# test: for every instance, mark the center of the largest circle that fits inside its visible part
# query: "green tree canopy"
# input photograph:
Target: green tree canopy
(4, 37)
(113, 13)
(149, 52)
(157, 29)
━━━━
**Directions:** Present the lines above as a numbered list, leaving out any blank lines.

**Exercise solution:**
1. # test: for every instance, mark the center of the largest circle that fits inside its visible part
2. # query: "green tree canopy"
3. # input photograph:
4. Target: green tree canopy
5. (4, 37)
6. (113, 13)
7. (149, 52)
8. (157, 29)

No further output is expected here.